Your task —
Your answer must contain only the lines from the one containing "Target: dish rim" through the end of the entries below, reproduced character for character.

[Recorded data]
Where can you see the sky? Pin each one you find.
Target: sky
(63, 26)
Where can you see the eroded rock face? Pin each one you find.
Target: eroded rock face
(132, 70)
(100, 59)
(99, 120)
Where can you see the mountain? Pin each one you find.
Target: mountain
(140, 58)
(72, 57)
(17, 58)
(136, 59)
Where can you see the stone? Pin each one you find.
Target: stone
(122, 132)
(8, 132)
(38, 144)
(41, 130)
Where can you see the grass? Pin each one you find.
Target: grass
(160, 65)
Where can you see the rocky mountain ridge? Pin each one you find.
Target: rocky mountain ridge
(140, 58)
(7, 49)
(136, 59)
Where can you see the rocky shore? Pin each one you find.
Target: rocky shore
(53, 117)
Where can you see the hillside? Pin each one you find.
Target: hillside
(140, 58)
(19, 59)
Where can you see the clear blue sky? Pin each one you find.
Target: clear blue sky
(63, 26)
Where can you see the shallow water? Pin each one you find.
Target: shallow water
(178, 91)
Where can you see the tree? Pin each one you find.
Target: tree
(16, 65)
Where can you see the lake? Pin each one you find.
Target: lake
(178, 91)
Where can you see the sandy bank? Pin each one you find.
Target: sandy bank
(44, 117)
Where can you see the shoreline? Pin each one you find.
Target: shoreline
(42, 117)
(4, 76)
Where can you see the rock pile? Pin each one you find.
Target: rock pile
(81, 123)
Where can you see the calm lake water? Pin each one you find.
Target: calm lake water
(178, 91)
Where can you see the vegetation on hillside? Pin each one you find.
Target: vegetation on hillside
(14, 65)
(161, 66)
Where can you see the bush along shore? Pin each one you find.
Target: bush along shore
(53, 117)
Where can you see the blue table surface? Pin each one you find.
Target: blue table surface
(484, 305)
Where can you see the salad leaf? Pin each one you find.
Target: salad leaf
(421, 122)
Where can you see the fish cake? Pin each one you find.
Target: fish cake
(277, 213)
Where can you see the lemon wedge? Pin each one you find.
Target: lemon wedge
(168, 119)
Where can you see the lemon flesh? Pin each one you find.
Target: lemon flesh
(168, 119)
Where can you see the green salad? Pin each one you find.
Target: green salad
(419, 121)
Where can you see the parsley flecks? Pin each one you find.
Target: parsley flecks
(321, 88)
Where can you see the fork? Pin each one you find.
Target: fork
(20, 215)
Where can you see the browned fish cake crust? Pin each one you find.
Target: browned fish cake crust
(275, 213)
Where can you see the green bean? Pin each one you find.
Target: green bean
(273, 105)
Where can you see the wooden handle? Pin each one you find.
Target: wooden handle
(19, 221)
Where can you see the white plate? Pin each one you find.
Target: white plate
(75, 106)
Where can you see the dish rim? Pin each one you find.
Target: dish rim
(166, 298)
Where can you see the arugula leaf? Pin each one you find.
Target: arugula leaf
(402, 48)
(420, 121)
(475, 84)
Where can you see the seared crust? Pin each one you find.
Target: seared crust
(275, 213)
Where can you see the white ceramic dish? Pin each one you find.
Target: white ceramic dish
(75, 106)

Task result —
Target: dish rim
(166, 298)
Where can you see the arugula leaf? Pin each one you find.
Target: arugula leaf
(402, 48)
(420, 121)
(475, 84)
Where can you see the seared crust? Pin each one you find.
Target: seared crust
(275, 213)
Where can you see the white ceramic dish? Pin each one you find.
Target: white ceramic dish
(75, 106)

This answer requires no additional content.